Gatsby, React

A Static Future

The magic of compile-time workflows

As static sites enjoy an incredible resurgence in popularity, I've seen a lot of misconceptions around exactly what tools like Gatsby are capable of.

Specifically, I've heard from some friends that liked the idea of using Gatsby, but worried that their project was "too dynamic". Sometimes this meant that they expected to need a database, and other times they were concerned that their site was too interactive.

After building a handful of Gatsby projects, I feel more convinced than ever that Gatsby can do just about anything. And even more than that, I think static-driven approaches are the future for dynamic, interactive, data-driven websites and web applications.

Today I'd like to talk about it.

Defining “Static”

The term “static” can be a little overloaded, and occasionally a little misleading. Here's how I'd define it:

A static website is a website where the initial HTML is prepared ahead of time, not dynamically generated by a server on request.

When you make a request to this website, for example, Netlify serves pre-generated HTML to you. I don't have a Node server dynamically rendering HTML documents on-the-fly.

This might sound very limiting to you, but my hope today is to convince you that actually, this is a have-your-🍰-and-eat-it-too situation. The benefits of static generation don't have to come at the cost of rich, dynamic applications!

It's still React

Gatsby and Next.js are both wrappers around React. Anything you can do with React can be done with Gatsby or Next.

For example, last year I built a generative art tool called Tinkersynth:

Tinkersynth is a tool that lets users create unique generative art by tweaking whimsical controls. As you might expect, there's a lot of client-side JS involved. I'm even taking advantage of specialized browser APIs; calculations are done in a web worker and painted to an OffscreenCanvas.

I initially created this project with create-react-app, and migrated it to Gatsby because I wanted to improve its load performance without spending too much time going down that rabbithole.

What does it mean to statically build a project like this? Well, here's what this page's initial HTML looks like:

Screenshot of a browser loading a page, with visible header + footer and a whimsical loading spinner

This is in contrast to the initial HTML when using create-react-app (or any other client-side-based approach):

Screenshot of a browser loading a page, with an all-blank screen

In both cases, the client receives and displays an initial HTML document while it fetches, parses, and executes our JS bundle with our React application. The difference is that our initial HTML document in a Gatsby app is much more lively; it has a full layout, and a cute custom loading spinner to indicate that stuff's happening. The perceived performance is much better; the site feels faster because we've given them something to look at while we do the work needed to let them create art.

You can still pull data from a database

What about for applications that depend on data that lives in a database?

As an example, let's say we're building an e-commerce store that sells novelty products, like this Hello Kitty® coffee machine:

Amazingly, this is a real thing which actually exists!

In a typical server-rendered application, our request might go on a journey like this:

  1. The client makes a request to /shop/hello-kitty-coffee-machine
  2. The server queries the CMS or database to retrieve info about the requested item.
  3. The server generates an HTML file for the coffee machine, highlighting all the relevant details (name, price, cat sounds it makes while percolating…).
  4. The server sends that HTML file to the client.

How would we replicate this in a static Gatsby site? We have two options.

> _Listed records_

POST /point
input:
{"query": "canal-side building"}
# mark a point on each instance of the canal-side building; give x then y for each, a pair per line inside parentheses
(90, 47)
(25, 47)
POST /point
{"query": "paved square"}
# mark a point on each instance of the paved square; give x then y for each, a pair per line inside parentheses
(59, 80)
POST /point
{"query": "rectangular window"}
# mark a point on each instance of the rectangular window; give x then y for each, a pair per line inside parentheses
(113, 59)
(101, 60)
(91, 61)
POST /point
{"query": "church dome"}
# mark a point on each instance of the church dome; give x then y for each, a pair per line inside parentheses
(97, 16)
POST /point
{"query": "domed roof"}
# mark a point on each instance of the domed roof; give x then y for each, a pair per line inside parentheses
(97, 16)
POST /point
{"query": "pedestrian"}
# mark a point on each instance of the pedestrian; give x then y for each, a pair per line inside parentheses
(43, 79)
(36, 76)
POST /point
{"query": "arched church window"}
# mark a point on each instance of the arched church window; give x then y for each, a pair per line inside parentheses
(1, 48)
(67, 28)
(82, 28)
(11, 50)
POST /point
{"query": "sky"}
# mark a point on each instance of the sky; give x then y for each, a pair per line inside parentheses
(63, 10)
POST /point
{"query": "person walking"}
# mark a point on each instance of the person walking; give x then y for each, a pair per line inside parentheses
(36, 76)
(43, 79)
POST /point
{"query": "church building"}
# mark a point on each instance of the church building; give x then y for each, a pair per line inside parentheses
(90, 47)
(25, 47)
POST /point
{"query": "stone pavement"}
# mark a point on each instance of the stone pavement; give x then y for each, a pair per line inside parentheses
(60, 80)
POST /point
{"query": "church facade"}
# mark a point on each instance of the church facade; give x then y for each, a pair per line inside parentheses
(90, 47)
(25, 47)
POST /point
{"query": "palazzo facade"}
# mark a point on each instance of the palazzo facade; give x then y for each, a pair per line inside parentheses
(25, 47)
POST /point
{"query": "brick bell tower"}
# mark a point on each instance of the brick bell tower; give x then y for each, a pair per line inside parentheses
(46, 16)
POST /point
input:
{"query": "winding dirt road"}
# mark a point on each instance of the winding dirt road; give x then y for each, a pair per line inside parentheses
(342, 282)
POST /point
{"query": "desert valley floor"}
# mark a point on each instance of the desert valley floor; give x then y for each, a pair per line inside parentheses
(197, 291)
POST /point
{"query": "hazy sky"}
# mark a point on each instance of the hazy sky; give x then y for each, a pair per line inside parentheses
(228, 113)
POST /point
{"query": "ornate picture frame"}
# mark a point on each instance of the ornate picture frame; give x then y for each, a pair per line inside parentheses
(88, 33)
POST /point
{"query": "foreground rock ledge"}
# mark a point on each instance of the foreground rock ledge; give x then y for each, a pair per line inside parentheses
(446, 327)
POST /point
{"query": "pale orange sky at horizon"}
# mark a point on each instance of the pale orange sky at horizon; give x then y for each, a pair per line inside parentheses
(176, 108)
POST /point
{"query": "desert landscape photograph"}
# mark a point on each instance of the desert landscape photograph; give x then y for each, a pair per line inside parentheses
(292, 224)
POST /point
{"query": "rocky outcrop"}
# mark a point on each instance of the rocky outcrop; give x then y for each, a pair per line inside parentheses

> _Required work_
1) According to the article on static sites with Gatsby, which service serves the pre-generated HTML when someone requests the author's website?
2) Resume the article on static sites with Gatsby, starting right after its last sentence.

> _Exercise answers_
1) Netlify

2)
The first option is probably the most common, and it involves a static web host for the initial content, and then some sort of API or app server:

  1. The client makes a request to /shop/hello-kitty-coffee-machine
  2. The web server immediately returns a generic HTML file. It doesn't contain any information about cats or coffee machines. Probably has some spinners.
  3. After parsing that HTML, the client makes a fetch call to the app server, to request information about the specific product
  4. The app server queries the CMS or database, and sends just the data back as JSON
  5. The client uses that JSON to update the view

This is a trade-off. On the one hand, we can paint a UI much more quickly, and allow the user to access general information. On the other, specific product info will take a bit longer to show up.

What if we didn't have to make this tradeoff though? What if we could get the fully-formed HTML document served from the web server?

Mindset shift required

When developing applications, we tend to think of everything in runtime terms. We have a "template" that can be populated with data from a database, and this process happens in a real-time, made-to-order way.

What if we could build everything at compile-time, though? What if we already had all the HTML files we needed, for every shop item?

Here's what that would look like:

  1. The client makes a request to /shop/hello-kitty-coffee-machine
  2. The web server immediately returns a complete HTML file, with all of the cat coffee machine info.

2 steps! No database lookups, no RPCs at all. We could serve rich, data-driven e-commerce platforms at the same speed as a static "hello world" site. And because this is pure HTML, it can be cached at the edge. Forget blazing fast, we're nearing blistering fast territory.

Compile-time data-fetching

To be clear: the data is still coming from a database/CMS. We still need to do the work of fetching data and generating HTML. But we can do that at compile-time, when we build our site.

When you run gatsby build (or whatever your command is to build your site for production), the build system will make all the API calls needed to fetch the data necessary to generate every possible HTML page. It'll use React server-rendering APIs to turn a tree of React components into a big HTML document.

With Gatsby, there is a rich ecosystem dedicated to this strategy. They're called source plugins. Each plugin can ingest data from a different source, and make it available to your components during the built process.

There are many many source plugins, but here's a quick sample:

There are many more of these; if you consume data from somewhere, there's probably a source plugin for it!

When you use a CI/CD service like Gatsby Cloud or Netlify, all of this work will happen in the cloud, whenever you push code to Github. Your changes will ship automatically once the build completes.

This can't possibly work… can it?

At first blush, this idea sounds absolutely ridiculous. What if you have 50,000 store items? What if you have a million? Are you proposing making a million API requests every time you build?

As things stand right now, there are indeed practical limits on how far we can push this idea. But the future is coming at us fast.

The Gatsby team has been hard at work on incremental builds. The idea with incremental builds is that you shouldn't need to do a "full" rebuild when your content or your code changes.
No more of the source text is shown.